(Part of a data file)
==*==
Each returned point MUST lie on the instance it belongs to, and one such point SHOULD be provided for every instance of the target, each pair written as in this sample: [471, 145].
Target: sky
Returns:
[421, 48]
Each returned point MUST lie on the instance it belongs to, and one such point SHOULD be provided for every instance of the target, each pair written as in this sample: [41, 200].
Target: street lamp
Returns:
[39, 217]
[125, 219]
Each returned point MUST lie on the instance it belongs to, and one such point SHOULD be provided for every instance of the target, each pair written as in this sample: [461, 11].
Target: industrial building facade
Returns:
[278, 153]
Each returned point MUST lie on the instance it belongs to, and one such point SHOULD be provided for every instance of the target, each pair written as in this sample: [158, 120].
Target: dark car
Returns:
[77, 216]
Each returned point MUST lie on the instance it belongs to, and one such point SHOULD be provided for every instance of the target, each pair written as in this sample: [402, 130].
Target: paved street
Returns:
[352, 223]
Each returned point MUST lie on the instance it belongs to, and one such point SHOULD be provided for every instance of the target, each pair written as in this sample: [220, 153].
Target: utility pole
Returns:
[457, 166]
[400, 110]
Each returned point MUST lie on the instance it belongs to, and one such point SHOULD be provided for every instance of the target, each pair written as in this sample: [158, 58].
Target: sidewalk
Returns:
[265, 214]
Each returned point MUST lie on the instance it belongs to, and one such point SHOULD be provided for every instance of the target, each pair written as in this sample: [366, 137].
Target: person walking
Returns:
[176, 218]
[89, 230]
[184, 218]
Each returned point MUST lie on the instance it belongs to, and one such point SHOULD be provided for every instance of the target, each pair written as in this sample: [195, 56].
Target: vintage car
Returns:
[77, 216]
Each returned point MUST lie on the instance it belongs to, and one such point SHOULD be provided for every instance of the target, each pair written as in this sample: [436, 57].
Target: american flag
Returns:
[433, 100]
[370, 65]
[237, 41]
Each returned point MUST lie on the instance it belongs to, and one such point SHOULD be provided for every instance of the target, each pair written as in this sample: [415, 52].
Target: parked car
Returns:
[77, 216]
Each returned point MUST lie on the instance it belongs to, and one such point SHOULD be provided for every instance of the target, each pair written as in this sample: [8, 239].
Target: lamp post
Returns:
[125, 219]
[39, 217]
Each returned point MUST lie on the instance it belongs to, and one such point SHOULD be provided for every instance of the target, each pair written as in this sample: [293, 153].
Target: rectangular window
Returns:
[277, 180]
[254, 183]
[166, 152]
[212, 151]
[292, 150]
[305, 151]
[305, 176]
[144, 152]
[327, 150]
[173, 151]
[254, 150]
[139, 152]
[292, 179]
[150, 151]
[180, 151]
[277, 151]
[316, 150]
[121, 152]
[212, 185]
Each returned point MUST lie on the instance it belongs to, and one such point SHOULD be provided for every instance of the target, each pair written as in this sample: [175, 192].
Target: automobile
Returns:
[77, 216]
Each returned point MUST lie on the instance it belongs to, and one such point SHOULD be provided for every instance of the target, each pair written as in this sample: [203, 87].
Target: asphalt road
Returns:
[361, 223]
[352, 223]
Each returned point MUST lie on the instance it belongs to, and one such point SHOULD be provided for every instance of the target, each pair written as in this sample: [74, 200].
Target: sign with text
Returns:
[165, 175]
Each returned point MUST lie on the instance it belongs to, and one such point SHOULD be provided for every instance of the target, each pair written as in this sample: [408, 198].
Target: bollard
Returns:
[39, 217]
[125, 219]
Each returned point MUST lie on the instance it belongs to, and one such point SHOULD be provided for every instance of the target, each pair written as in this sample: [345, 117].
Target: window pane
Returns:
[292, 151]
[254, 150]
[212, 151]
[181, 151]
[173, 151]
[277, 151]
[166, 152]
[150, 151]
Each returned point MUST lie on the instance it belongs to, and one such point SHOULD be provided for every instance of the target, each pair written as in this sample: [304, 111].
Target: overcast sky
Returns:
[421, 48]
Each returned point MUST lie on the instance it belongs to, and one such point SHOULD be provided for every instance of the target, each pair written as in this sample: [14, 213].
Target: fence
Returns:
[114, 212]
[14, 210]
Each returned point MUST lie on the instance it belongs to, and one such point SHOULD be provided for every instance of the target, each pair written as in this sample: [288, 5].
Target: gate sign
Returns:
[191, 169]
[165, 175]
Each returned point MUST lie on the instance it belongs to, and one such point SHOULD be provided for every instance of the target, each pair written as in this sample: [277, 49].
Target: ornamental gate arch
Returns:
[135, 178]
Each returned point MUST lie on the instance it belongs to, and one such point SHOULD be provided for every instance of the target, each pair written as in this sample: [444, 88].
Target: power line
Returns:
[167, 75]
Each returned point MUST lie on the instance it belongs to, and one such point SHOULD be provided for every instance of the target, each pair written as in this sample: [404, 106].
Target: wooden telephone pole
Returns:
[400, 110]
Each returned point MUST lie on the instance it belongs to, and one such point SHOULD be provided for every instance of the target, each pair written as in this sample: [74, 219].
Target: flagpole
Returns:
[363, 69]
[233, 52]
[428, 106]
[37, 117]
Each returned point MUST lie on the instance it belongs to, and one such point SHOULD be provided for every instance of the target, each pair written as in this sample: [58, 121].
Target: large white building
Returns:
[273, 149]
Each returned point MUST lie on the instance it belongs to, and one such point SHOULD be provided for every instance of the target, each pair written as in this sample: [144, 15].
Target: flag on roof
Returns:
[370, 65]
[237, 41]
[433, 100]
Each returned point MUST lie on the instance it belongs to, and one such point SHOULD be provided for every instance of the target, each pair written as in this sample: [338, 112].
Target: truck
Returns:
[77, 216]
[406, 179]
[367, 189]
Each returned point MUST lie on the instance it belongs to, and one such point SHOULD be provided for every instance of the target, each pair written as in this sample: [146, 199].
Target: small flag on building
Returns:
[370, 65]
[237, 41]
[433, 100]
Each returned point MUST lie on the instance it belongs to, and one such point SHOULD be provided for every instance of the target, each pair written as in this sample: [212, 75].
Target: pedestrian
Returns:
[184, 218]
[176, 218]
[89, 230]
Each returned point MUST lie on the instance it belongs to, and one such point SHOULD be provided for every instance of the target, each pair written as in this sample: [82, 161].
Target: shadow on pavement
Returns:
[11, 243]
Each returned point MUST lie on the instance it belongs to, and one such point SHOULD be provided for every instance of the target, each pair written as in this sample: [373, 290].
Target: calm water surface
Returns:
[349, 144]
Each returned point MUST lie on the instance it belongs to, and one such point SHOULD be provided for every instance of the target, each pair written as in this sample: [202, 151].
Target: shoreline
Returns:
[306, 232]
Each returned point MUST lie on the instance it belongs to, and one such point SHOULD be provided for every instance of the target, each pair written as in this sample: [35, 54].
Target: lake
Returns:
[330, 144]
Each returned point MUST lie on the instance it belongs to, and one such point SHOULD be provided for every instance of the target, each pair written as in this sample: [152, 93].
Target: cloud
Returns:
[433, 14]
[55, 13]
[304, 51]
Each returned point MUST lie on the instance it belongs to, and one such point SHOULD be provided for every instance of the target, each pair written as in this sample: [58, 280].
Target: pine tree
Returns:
==*==
• Task directions
Can you give the entries again from the line holding "sample: [202, 151]." through the end of the entries, inclusive, with "shoreline" changed to "coastline" and everything else left as it is?

• The completed task
Each returned point MUST lie on the instance it belongs to, and one such point SHOULD be provided for every instance of the target, each pair written as in this sample: [202, 151].
Target: coastline
Returns:
[306, 232]
Each returned point MUST lie on the instance it belongs to, and one such point SHOULD be provided for every instance of the target, each pair written as in this sample: [35, 54].
Target: lake
Returns:
[330, 144]
Each returned point MUST lie on the instance it belongs to, and one such point SHOULD be provided for every instance of the target, each pair written as in this sample: [152, 93].
Target: cloud
Returns:
[433, 14]
[55, 13]
[304, 51]
Each returned point MUST lie on the instance it belongs to, and one such point SHOULD be provided for every instance of the target, each pair written as in this sample: [58, 280].
Target: pine tree
Returns:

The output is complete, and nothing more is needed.